We all hear about someone we know being in some kind of relationship with someone that is toxic. Whether it's a relationship with a parent, friend or significant other/partner, any type of toxic relationship is awful and causes a lot of pain.
I was in an emotionally toxic relationship with someone. So many people around me told me that I should end things because of these signs, but I never listened. I wish I would have.
Here are some red flags of things that occurred in my relationship.
1. They never want you and their friends to hang out together
If someone you are in a relationship with doesn't want you around their friends, that is a problem.
At first, I never thought of it as a problem, but it is! They should WANT you around their friends.
2. They make you feel so bad about yourself daily. They make YOU feel like the problem.
When you want things to work out with someone, you see past their flaws. You only see the good in them and not the bad. Someone should want to call and talk to you. If they make it sound like calling you is really going out of their way, things need to change.3. It's a one way street with effort, you do everything and they do nothing.

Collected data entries

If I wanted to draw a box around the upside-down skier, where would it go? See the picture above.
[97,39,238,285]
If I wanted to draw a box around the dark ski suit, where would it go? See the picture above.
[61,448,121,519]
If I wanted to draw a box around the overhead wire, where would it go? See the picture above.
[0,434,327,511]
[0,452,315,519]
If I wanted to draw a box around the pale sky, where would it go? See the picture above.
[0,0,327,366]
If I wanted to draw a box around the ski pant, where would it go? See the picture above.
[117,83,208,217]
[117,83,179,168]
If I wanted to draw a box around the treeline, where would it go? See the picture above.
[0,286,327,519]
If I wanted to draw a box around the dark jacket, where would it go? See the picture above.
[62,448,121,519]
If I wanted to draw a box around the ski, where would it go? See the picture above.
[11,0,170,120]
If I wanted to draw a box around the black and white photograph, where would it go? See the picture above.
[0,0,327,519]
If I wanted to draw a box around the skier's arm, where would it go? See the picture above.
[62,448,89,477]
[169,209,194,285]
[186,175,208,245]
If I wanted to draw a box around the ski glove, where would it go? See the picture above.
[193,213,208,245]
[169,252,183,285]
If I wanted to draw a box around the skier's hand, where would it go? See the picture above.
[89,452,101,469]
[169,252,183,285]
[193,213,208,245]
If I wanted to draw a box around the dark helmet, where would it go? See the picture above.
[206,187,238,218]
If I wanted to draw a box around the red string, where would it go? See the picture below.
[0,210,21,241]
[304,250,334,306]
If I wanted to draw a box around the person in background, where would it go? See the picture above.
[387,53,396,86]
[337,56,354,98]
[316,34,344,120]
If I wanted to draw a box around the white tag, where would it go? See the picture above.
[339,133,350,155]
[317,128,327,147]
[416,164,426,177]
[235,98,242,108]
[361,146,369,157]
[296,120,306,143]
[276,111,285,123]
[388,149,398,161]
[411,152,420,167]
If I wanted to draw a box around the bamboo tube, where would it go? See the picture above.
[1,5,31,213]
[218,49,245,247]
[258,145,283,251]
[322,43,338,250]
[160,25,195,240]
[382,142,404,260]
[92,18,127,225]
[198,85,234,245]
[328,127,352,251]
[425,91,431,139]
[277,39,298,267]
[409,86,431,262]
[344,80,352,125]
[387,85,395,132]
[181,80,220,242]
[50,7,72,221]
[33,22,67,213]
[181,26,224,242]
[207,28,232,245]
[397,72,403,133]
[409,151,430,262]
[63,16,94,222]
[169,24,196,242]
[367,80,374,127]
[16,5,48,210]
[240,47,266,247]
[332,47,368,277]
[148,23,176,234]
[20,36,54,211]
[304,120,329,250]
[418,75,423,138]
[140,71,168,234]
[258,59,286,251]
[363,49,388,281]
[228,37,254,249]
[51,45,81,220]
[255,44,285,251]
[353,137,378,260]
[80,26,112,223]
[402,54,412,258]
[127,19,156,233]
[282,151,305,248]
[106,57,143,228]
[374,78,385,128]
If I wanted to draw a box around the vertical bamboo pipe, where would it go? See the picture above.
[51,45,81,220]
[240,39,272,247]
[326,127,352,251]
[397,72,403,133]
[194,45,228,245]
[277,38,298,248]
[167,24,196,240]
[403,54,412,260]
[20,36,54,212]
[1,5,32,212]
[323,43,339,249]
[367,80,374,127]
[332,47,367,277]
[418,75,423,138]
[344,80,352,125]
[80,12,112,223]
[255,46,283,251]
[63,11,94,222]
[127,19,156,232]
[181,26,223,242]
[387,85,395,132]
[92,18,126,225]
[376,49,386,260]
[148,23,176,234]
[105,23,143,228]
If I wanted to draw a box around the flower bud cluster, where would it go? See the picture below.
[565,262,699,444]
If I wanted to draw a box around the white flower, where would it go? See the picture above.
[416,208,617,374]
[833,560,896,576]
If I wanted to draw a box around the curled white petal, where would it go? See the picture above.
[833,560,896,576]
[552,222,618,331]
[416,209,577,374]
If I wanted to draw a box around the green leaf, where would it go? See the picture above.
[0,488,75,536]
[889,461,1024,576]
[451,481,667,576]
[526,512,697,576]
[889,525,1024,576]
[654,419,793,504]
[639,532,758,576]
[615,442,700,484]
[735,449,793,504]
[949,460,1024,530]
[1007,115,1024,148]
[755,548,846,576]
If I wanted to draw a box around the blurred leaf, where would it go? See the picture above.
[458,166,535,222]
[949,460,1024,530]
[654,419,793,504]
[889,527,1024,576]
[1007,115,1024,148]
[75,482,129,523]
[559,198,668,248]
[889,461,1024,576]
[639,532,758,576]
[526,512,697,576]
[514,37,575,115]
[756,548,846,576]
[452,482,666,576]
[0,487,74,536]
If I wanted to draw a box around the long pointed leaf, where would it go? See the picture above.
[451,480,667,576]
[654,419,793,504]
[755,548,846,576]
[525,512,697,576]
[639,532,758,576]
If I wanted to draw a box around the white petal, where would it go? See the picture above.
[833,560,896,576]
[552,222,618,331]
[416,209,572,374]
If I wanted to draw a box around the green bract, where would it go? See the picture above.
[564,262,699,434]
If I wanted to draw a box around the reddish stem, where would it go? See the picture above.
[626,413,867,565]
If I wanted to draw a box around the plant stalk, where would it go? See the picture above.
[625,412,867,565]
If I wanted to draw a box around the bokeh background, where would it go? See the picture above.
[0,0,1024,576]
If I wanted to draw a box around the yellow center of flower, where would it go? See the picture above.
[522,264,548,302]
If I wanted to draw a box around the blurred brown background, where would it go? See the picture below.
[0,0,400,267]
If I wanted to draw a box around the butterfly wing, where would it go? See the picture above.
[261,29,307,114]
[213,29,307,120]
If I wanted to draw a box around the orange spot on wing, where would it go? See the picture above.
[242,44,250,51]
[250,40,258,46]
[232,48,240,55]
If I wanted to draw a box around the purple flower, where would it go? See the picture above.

**Work task 1:**
Using the text on toxic relationships, answer these briefly:
(a) Which three kinds of relationship does it name as ones that can be toxic?
(b) What did many people around the writer say should be done?
(c) Under the first red flag, what should a partner want regarding their friends?
**Work task 2:**
Carry on the text on toxic relationships from where it stops.
These records are separate from the text on toxic relationships and stand as material of their own.

**Exercise response 1:**
(a) A relationship with a parent, a friend, or a significant other/partner.
(b) That the writer should end things.
(c) They should want you around their friends.

**Exercise response 2:**
If you initiate everything such as making plans. If you want to talk to that person, you have to text or call them first. They never reach out to you first.
For me in my past relationship, I gave everything and put so much time into it. Nothing was given back to me in return in regards to effort.
4. When you bring up something that is bothering you, this person doesn't listen to how you feel
This is called stonewalling. I actually learned about it in my human sexuality class last year and I remember saying to myself "this sounds a lot like my relationship".
If I was feeling a certain way about something or wanted to talk about an issue, this person would shut me out and would only say one word: "sorry". They wouldn't give advice, wouldn't even communicate with me.
People around me told me so many times that I deserved to be treated better. When you really want something to work out with someone, you see past their flaws. You only see the good in them and not the bad. I was so in love with the idea of having someone to be there for me, I didn't realize how much pain this relationship caused me.
Don't get me wrong, any falling out or break up with a friend or romantic partner is hard. But when you look back at that relationship and realize how much better you should have been treated, it all feels better knowing that person is gone and out of your life.
I am so happy now. I feel like a weight has been lifted off my shoulders. I don't feel tied down anymore. I feel like I can be myself. I don't feel like I owe anything to anyone. I can now have a clean slate and focus on myself.
Through this experience, I have learned a lot. I have learned that one person should not control if you're happy or not. Yes, they can contribute to your level of happiness, but they shouldn't be the sole reason why you're happy.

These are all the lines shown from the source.